+++ Provided passage

So then we need to really hyper focus on creating something that everyone is going to love and they're going to love it from the moment that they see it and the moment that they use it. And it's going to feel premium and it's going to feel like, ooh, like this is awesome. And that they're going to want to tell everybody about it.
In order to make those investments, a few things also have to be true.
You also like you, you have to one have like a dedicated X designer who, who also understands brand.
You have to ideally also have a product leader, someone who can identify opportunities to improve experiences like within the product. And then on the marketing side you've got to have someone who also understands brand but can also think about the demand generation side of things and can help meld those two visions together.
And part of why this particular company is stuck is because they have a completely flat organization.
They have, there's no internal management, there are no team meetings, there aren't any company meetings.
There are 30 or 40, I think individual contributors and the two founders.
And basically like those two founders have like there are like two days where they do all their check ins like with everybody and the contractors. Like so that's the other thing too is there are very few individual, like there are very few full time employees. Most of them are either contractors or agencies or freelancers.

++++++
+++ Records shown

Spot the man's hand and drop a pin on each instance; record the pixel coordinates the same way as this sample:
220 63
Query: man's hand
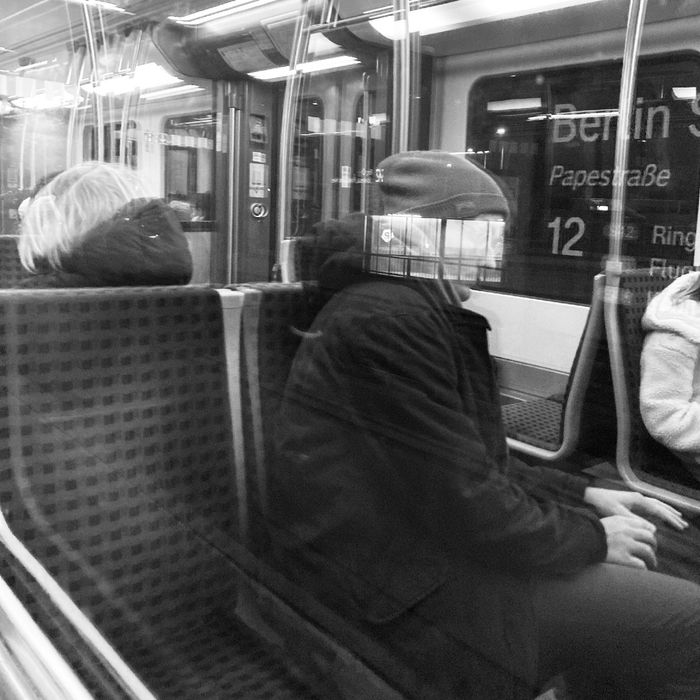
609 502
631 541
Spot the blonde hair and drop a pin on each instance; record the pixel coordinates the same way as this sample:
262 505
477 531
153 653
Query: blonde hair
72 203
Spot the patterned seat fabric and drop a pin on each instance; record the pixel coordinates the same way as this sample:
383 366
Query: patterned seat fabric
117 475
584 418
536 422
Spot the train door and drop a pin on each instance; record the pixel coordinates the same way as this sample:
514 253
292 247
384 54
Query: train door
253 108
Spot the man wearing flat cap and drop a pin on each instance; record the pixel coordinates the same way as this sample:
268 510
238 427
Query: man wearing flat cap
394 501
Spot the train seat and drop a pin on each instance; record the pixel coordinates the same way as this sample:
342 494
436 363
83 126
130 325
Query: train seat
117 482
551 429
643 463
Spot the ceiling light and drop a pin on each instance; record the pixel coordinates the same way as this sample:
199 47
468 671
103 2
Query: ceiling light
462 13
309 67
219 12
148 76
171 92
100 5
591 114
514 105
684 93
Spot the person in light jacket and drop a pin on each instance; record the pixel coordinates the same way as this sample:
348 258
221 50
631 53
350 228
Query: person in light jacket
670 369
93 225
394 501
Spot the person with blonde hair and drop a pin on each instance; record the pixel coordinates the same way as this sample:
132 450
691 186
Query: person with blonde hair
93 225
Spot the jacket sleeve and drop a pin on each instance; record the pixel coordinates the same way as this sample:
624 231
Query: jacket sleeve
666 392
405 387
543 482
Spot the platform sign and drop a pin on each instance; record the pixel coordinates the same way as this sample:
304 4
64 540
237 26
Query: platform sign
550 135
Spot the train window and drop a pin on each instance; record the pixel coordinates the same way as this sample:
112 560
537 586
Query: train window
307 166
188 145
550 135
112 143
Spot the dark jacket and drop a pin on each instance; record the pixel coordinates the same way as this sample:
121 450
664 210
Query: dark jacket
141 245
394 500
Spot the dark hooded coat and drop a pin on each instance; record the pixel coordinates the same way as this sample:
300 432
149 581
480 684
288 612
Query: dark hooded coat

++++++
+++ Records shown

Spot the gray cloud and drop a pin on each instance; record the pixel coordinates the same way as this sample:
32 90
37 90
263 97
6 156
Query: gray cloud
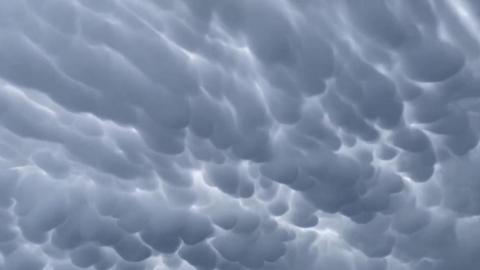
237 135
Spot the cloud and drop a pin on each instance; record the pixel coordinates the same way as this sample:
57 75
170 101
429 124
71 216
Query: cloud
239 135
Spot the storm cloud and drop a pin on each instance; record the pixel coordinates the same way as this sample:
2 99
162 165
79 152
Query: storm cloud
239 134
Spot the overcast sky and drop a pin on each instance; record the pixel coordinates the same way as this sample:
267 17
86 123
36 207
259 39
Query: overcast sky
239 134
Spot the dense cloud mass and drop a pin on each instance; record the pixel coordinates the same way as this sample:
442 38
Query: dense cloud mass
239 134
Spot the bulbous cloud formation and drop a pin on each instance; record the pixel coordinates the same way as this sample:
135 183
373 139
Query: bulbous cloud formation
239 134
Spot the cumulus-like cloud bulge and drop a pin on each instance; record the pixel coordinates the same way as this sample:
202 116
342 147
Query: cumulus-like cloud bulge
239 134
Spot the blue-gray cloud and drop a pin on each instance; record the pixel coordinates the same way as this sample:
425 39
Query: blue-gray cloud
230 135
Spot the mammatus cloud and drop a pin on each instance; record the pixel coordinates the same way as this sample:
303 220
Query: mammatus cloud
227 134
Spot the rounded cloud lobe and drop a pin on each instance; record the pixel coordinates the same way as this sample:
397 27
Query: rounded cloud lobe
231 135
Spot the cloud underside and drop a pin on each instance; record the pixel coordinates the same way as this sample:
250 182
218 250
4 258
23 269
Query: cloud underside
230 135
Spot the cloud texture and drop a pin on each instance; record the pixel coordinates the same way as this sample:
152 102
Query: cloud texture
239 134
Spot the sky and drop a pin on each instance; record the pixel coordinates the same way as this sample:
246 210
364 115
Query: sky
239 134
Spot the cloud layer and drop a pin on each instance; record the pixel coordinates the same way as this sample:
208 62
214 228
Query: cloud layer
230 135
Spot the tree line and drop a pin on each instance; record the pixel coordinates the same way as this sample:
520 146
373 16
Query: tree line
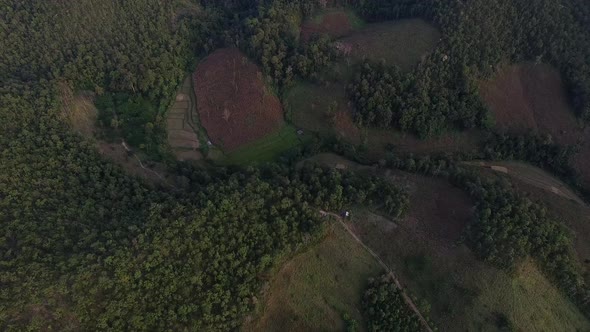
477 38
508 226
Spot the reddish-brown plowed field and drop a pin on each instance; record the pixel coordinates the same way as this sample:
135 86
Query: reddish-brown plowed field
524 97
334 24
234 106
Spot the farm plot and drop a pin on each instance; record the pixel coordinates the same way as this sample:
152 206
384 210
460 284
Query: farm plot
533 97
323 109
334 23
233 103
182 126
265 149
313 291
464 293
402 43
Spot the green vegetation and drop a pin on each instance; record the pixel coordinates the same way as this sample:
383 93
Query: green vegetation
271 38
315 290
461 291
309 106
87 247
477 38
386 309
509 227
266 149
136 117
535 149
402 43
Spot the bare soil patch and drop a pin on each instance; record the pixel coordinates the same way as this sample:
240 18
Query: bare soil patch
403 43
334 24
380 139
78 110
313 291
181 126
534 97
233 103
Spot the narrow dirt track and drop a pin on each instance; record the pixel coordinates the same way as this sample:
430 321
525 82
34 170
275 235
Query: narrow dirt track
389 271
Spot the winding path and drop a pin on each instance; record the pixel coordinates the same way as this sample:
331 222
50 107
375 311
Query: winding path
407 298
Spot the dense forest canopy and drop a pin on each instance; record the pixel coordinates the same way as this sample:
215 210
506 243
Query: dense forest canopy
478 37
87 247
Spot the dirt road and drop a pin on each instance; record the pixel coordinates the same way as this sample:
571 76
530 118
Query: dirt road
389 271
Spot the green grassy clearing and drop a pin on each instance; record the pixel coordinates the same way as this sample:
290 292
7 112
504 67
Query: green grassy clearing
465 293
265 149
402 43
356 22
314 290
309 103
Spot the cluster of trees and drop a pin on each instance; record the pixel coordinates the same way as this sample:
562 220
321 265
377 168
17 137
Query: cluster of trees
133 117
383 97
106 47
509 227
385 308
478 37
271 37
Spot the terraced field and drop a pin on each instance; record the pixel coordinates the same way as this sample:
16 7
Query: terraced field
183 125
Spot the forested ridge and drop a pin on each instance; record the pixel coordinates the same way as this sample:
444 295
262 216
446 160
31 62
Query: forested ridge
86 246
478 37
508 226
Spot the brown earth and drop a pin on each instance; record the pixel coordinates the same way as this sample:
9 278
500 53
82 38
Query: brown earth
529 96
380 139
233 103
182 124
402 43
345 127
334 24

++++++

== Stated problem 1 ==
In the provided passage, how are most of the company's workers employed, if not as full-time employees?
== Stated problem 2 ==
Does each statement agree with the provided passage? Answer yes or no for each, and quote the words that decide it.
(a) The company holds regular team meetings.
(b) The two founders do their check-ins with everybody over two days.
(c) The company has a completely flat organization.
The records play no part in this work.

== Output 1 ==
Most of them are contractors, agencies, or freelancers.

== Output 2 ==
(a) No: "there are no team meetings"
(b) Yes: "there are like two days where they do all their check ins like with everybody and the contractors"
(c) Yes: "they have a completely flat organization"